* **Provided records**:

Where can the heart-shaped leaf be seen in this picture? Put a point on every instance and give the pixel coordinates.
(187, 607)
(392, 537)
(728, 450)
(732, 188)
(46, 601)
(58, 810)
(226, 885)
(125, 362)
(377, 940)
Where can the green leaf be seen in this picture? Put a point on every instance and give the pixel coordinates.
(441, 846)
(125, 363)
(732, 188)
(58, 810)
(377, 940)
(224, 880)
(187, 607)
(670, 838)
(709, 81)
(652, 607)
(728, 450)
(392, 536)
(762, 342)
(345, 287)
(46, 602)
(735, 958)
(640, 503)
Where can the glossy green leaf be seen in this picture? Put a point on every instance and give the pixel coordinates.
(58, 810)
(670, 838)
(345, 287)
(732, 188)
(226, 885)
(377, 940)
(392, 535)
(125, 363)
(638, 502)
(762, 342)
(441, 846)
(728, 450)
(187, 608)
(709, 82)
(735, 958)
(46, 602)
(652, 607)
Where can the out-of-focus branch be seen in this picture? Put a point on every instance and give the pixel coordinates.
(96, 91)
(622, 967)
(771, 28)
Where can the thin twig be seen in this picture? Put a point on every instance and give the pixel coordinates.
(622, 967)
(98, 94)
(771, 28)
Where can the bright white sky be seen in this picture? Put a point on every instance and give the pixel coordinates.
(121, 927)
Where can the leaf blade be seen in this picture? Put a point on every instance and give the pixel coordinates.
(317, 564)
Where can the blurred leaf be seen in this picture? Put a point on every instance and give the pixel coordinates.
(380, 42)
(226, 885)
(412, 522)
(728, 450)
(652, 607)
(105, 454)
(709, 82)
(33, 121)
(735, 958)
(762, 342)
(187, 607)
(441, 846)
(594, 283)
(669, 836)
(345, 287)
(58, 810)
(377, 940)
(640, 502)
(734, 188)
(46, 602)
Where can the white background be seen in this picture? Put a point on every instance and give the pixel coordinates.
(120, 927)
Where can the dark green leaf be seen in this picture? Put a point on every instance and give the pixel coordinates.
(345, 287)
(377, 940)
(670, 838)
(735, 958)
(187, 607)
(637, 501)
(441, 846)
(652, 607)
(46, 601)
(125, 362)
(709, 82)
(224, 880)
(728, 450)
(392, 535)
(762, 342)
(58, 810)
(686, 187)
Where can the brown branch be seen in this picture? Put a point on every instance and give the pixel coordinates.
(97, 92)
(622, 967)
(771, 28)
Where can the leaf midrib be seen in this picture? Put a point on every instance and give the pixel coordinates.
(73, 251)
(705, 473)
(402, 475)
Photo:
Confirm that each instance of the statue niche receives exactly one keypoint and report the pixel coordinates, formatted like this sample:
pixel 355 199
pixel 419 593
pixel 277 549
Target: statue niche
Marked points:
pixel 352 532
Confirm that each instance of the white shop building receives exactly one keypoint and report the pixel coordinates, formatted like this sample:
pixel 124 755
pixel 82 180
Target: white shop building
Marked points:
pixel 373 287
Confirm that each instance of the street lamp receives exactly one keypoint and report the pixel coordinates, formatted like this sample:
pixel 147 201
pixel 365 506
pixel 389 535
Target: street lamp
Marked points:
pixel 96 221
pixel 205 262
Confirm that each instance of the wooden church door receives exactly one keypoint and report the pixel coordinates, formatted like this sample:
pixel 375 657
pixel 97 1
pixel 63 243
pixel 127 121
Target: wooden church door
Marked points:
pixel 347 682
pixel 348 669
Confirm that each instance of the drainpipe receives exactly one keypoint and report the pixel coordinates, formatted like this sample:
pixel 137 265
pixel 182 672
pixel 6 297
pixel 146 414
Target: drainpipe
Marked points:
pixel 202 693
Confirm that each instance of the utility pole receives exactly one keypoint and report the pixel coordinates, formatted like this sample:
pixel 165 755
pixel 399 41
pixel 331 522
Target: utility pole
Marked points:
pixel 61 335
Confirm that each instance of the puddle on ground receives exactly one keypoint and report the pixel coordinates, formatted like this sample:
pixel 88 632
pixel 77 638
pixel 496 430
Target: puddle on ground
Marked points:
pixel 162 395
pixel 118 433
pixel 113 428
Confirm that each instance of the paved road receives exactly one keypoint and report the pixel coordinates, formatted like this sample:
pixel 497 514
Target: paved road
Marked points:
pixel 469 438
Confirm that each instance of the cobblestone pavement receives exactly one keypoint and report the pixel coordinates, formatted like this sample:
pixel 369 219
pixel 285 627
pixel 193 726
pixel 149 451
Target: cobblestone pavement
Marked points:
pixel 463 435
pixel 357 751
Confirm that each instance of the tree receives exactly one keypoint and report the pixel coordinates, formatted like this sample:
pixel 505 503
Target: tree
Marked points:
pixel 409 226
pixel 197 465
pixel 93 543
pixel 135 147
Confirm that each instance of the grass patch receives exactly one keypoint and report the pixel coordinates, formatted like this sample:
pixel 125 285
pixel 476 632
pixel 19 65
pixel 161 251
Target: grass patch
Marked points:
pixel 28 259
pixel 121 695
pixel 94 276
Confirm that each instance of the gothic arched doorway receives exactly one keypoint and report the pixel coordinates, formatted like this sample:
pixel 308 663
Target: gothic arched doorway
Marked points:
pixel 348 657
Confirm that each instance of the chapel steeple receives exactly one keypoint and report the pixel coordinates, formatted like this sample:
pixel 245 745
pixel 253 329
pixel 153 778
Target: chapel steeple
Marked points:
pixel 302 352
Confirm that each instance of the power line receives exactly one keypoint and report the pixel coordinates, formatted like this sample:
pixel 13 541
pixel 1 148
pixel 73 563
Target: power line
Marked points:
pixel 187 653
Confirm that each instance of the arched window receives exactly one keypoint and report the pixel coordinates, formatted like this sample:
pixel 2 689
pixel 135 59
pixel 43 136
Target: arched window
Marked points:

* **Task to complete**:
Please quote the records above exactly, without skipping a line.

* **Task output**:
Where can the heart-shaped leaf be seen in this picture? Put a point on every instance and give the pixel coordinates.
(187, 607)
(392, 537)
(728, 450)
(732, 188)
(46, 601)
(58, 810)
(226, 885)
(125, 362)
(377, 940)
Where can the green leaf be seen in this picture? Put a point on every instance and give the pixel coordinates.
(441, 846)
(125, 363)
(732, 188)
(58, 810)
(377, 940)
(224, 880)
(187, 607)
(670, 838)
(709, 81)
(652, 607)
(728, 450)
(392, 536)
(762, 342)
(345, 287)
(46, 602)
(735, 958)
(640, 503)
Where can the glossy green leaf be seen in this picture? Put a point on every instance and give the pixel coordinates.
(58, 810)
(670, 838)
(345, 287)
(732, 188)
(226, 885)
(377, 940)
(392, 535)
(125, 363)
(638, 502)
(762, 342)
(441, 846)
(728, 450)
(187, 608)
(709, 82)
(735, 958)
(46, 602)
(652, 607)
Where can the out-of-focus branch be seen in this picture? Put a point on every instance and give the pixel coordinates.
(96, 91)
(622, 967)
(771, 28)
Where can the thin twig be seen in this picture? Put a point on every instance and give the pixel coordinates.
(622, 967)
(98, 94)
(771, 28)
Where can the bright white sky be seen in this picture? Put a point on every instance and give the pixel coordinates.
(121, 927)
Where can the leaf blade be seen in this picture? Put a point on every instance and give the pixel coordinates.
(317, 564)
Where can the blurred leaf be seen in this picture? Put a point on every instance and give the pixel coordinates.
(380, 42)
(226, 885)
(412, 522)
(728, 450)
(652, 607)
(105, 454)
(709, 82)
(33, 121)
(735, 958)
(762, 342)
(187, 607)
(441, 846)
(594, 283)
(669, 836)
(345, 287)
(58, 810)
(377, 940)
(640, 502)
(734, 188)
(46, 602)
Where can the white background be seen in this picture? Put a point on every instance and give the pixel coordinates.
(120, 927)
Where can the dark green leaf be seen in this picture? Put a point on every instance and give the pixel coordinates.
(345, 287)
(377, 940)
(670, 838)
(735, 958)
(187, 607)
(637, 501)
(441, 846)
(652, 607)
(46, 601)
(125, 362)
(709, 82)
(224, 880)
(728, 450)
(392, 535)
(762, 342)
(58, 810)
(686, 187)
Where can the brown branch be seen in this picture? Put a point on every instance and give the pixel coordinates.
(97, 92)
(622, 967)
(771, 28)
Where can the leaf midrib be seen in this picture? Put a point on every instance and give the pixel coordinates.
(73, 251)
(705, 473)
(402, 475)
Photo:
Confirm that each instance of the statue niche receives exactly one keypoint and report the pixel coordinates, formatted like this sample:
pixel 355 199
pixel 419 593
pixel 277 549
Target: statue niche
Marked points:
pixel 352 532
Confirm that each instance of the white shop building receives exactly one keypoint and report the pixel coordinates, formatted like this sample:
pixel 124 755
pixel 82 180
Target: white shop building
Marked points:
pixel 373 287
Confirm that each instance of the street lamp receives exactly one keypoint and report the pixel coordinates, formatted like this sample:
pixel 147 201
pixel 365 506
pixel 389 535
Target: street lamp
Marked points:
pixel 96 221
pixel 205 262
Confirm that each instance of the wooden church door receives exactly one keypoint and report the pixel coordinates, formatted like this sample:
pixel 375 657
pixel 97 1
pixel 63 243
pixel 127 121
Target: wooden church door
Marked points:
pixel 347 682
pixel 348 669
Confirm that each instance of the drainpipe receives exactly one keypoint and report the pixel coordinates, formatted like this sample:
pixel 137 265
pixel 182 672
pixel 6 297
pixel 146 414
Target: drainpipe
Marked points:
pixel 202 693
Confirm that each instance of the utility pole receives exactly one keypoint and report the pixel coordinates, formatted like this sample:
pixel 165 755
pixel 399 41
pixel 331 522
Target: utility pole
Marked points:
pixel 61 335
Confirm that each instance of the puddle on ground receives exactly one keypoint and report the pixel coordinates, formatted like this sample:
pixel 88 632
pixel 77 638
pixel 496 430
Target: puddle on ground
Marked points:
pixel 162 395
pixel 118 433
pixel 113 428
Confirm that each instance of the paved road receives exactly one keypoint and report the pixel coordinates, formatted like this sample:
pixel 497 514
Target: paved road
Marked points:
pixel 469 438
Confirm that each instance of the cobblestone pavement receives exactly one keypoint and report the pixel coordinates, formatted like this sample:
pixel 369 219
pixel 285 627
pixel 193 726
pixel 149 451
Target: cobblestone pavement
Marked points:
pixel 463 435
pixel 357 751
Confirm that each instance of the tree receives exactly one keypoint and report the pixel coordinates, formatted like this sample:
pixel 505 503
Target: tree
Marked points:
pixel 409 226
pixel 197 465
pixel 93 543
pixel 135 147
Confirm that each instance of the grass patch receives exactly one keypoint and report the pixel coordinates, formatted like this sample:
pixel 125 285
pixel 476 632
pixel 19 65
pixel 161 251
Target: grass patch
Marked points:
pixel 28 259
pixel 121 695
pixel 94 276
Confirm that each instance of the gothic arched doorway receives exactly one keypoint and report the pixel coordinates, formatted like this sample:
pixel 308 663
Target: gothic arched doorway
Marked points:
pixel 348 657
Confirm that each instance of the chapel steeple receives exactly one keypoint and report the pixel coordinates, formatted like this sample:
pixel 245 745
pixel 253 329
pixel 153 778
Target: chapel steeple
Marked points:
pixel 302 352
Confirm that each instance of the power line receives exactly one keypoint and report the pixel coordinates, formatted like this sample:
pixel 13 541
pixel 1 148
pixel 73 563
Target: power line
Marked points:
pixel 187 653
Confirm that each instance of the arched window receives exactly one keypoint and report the pixel coordinates, formatted like this sample:
pixel 2 689
pixel 135 59
pixel 43 136
Target: arched window
Marked points:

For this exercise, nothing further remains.